▸ Exercise description
Take the line that contains "Practice step: indicate the car hood" as the first and the last line of the material as the final one; set down exactly the lines in that span.

-------- Exercise material

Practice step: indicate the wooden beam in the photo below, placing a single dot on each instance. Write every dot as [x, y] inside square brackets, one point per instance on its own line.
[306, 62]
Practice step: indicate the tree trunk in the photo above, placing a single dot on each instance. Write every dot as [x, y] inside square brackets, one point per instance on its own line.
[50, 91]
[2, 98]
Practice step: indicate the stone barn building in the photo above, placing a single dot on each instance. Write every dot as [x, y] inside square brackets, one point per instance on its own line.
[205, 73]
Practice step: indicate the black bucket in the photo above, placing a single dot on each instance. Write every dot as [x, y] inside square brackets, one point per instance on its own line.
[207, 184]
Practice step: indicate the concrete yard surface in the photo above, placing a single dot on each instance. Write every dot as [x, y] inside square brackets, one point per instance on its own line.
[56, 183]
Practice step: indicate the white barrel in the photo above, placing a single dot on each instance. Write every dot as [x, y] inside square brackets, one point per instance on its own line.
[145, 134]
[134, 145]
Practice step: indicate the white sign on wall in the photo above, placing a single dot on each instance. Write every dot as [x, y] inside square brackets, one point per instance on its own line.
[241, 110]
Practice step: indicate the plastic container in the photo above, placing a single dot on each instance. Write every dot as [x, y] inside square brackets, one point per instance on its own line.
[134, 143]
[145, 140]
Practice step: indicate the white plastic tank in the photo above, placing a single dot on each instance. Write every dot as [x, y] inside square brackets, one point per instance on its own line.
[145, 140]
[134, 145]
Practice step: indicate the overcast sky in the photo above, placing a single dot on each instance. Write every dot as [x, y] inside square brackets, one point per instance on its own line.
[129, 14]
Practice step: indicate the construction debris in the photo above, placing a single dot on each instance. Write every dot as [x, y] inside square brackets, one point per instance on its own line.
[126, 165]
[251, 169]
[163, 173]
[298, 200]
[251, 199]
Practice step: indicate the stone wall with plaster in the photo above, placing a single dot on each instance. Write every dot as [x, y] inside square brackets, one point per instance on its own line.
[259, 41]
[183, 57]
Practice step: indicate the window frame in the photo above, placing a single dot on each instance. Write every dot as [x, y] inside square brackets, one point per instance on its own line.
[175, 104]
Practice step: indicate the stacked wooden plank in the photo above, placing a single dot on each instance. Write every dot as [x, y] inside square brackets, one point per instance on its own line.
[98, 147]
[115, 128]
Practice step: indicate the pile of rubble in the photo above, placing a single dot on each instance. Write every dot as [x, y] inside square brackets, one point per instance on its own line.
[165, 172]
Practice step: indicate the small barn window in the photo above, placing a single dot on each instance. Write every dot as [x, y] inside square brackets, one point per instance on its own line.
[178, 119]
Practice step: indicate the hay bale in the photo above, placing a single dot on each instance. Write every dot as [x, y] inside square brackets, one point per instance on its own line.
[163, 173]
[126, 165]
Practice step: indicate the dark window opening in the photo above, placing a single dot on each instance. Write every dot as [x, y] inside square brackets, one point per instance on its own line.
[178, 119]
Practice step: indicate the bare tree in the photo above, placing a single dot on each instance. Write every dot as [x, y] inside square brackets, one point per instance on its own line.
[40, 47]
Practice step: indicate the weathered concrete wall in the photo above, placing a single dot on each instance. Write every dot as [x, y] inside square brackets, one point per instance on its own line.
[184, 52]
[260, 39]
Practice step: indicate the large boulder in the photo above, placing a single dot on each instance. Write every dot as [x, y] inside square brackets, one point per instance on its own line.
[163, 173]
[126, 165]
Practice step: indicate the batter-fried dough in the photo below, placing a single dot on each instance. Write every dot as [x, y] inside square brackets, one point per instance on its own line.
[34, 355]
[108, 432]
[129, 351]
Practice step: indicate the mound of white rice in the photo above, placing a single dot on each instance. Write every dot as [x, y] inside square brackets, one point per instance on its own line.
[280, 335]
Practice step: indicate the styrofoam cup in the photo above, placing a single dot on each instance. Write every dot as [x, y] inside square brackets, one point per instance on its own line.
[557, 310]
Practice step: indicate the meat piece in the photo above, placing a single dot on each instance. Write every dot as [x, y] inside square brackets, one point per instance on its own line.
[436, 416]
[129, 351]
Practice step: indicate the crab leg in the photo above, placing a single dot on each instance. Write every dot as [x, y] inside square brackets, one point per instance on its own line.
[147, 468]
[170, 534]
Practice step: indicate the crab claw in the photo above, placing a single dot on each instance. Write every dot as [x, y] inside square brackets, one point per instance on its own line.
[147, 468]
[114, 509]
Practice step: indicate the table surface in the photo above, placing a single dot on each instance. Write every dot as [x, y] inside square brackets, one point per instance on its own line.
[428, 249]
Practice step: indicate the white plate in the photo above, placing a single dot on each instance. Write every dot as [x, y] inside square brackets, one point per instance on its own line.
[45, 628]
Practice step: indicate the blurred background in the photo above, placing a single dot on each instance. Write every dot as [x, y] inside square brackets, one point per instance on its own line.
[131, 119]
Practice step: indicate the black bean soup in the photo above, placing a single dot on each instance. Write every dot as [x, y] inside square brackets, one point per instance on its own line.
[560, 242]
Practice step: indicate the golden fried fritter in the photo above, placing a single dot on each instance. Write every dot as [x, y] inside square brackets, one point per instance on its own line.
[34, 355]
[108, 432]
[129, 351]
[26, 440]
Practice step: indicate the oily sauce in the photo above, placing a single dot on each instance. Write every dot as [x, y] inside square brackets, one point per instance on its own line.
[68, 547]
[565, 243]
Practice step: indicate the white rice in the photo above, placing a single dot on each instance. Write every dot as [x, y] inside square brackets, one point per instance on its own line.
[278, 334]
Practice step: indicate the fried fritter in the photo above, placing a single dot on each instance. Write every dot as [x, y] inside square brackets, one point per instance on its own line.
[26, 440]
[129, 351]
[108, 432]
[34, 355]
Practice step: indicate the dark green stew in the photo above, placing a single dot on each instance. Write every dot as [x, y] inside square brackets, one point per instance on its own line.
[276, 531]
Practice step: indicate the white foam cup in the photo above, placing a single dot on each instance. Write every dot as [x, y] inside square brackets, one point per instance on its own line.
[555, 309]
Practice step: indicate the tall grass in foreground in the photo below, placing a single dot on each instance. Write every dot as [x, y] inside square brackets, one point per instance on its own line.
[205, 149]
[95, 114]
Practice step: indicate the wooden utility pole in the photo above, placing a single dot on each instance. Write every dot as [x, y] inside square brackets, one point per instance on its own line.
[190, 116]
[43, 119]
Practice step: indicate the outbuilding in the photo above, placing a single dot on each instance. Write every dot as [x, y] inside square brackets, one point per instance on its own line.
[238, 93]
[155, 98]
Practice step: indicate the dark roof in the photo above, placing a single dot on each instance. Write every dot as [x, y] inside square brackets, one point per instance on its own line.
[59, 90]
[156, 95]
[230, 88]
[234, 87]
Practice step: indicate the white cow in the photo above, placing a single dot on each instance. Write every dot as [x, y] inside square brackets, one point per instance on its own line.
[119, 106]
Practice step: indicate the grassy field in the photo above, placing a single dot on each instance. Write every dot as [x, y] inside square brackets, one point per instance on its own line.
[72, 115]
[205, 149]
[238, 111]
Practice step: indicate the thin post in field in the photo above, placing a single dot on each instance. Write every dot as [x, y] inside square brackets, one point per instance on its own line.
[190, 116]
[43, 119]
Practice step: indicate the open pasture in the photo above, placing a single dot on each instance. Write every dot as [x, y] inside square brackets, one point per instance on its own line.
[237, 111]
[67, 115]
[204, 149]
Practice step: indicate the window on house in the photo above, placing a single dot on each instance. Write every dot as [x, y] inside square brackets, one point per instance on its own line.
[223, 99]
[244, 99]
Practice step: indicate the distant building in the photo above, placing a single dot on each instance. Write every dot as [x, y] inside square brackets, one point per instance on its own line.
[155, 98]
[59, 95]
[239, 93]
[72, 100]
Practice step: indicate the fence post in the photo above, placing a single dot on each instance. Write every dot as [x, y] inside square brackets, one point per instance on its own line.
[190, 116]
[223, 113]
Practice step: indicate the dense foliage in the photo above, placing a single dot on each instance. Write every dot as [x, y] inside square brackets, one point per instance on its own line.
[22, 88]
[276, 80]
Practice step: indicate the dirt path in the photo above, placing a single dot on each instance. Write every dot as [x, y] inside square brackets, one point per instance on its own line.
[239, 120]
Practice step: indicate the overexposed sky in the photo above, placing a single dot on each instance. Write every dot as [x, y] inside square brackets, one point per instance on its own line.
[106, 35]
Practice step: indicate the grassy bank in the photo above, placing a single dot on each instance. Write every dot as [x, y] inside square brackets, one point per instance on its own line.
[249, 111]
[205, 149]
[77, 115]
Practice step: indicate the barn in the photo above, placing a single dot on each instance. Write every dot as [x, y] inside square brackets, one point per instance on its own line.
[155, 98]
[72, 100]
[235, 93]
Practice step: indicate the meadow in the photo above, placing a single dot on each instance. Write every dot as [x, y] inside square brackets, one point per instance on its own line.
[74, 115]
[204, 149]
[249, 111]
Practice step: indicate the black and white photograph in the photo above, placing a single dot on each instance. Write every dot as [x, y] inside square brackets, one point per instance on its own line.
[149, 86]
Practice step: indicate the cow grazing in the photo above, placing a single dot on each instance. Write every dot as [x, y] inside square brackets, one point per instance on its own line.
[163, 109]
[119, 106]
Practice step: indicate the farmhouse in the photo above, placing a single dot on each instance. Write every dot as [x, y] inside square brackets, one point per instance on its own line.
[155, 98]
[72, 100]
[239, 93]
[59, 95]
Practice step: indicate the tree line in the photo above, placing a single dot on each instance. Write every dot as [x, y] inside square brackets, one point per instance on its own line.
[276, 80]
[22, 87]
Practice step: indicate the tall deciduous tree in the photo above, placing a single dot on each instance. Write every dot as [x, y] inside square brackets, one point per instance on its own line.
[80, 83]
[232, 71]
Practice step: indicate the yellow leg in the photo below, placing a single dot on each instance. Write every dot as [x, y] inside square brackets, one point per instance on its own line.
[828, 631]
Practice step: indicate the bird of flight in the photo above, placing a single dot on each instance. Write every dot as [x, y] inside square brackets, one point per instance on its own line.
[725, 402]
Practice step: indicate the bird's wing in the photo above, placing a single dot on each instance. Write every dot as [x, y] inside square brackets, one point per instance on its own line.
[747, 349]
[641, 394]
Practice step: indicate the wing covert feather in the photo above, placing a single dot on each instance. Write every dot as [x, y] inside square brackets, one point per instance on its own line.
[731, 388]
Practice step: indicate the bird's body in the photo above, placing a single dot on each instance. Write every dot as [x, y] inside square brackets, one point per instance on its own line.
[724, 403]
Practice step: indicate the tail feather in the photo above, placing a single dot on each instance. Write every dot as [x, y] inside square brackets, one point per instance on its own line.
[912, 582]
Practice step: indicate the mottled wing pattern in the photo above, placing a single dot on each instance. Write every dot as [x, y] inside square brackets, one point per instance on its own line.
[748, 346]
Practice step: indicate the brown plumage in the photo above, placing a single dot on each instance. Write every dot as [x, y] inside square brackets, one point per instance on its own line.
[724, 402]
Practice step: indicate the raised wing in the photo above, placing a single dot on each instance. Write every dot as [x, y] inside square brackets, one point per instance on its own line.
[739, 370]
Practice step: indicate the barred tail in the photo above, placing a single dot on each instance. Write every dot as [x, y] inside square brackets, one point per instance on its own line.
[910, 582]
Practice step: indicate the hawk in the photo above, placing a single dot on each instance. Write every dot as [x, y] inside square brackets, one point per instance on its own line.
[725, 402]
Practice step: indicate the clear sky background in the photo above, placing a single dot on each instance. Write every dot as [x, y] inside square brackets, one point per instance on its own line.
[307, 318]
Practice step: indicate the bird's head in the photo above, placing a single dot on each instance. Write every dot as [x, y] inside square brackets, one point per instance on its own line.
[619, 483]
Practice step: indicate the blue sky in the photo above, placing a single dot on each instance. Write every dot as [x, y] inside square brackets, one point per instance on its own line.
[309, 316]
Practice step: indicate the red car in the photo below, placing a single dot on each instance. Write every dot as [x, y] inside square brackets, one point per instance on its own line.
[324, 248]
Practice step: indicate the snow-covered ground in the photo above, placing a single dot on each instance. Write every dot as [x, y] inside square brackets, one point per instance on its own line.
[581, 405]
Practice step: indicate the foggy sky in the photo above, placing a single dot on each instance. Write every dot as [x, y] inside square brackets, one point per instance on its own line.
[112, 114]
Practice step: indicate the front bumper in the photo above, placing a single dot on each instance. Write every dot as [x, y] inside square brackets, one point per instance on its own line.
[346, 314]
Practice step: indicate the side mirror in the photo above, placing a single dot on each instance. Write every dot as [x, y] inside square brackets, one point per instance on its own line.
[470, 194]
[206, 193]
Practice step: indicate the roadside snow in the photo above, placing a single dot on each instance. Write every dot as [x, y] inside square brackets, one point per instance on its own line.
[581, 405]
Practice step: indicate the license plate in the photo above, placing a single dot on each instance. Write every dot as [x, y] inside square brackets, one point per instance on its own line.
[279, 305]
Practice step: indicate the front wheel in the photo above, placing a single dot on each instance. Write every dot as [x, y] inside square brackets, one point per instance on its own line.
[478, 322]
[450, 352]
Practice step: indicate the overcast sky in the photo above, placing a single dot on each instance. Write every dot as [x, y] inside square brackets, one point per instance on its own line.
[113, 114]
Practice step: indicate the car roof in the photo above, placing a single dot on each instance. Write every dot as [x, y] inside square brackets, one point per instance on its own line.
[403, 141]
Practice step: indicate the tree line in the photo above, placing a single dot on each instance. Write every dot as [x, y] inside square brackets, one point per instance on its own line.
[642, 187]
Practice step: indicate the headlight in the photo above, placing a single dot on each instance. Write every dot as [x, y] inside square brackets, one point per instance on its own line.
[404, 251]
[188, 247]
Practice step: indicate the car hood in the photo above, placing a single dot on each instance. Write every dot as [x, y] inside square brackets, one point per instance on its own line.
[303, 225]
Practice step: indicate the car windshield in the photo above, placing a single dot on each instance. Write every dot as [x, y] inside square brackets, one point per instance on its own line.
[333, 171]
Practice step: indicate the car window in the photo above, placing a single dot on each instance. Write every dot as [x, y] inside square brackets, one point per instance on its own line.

----------------

▸ Written solution
Practice step: indicate the car hood in the photo above, placing a single dot on each instance. Write every dot as [x, y] inside square brackets, one point per instance on its own line.
[303, 225]
Practice step: indicate the car windshield in the photo above, placing a single dot on each instance. Write every dot as [x, y] inside square brackets, one point per instance on its own line.
[333, 171]
Practice step: indicate the car window in the photo above, placing a single dot on each instance. Write every dot as [x, y] inside square brackets, one point per instance on its own line.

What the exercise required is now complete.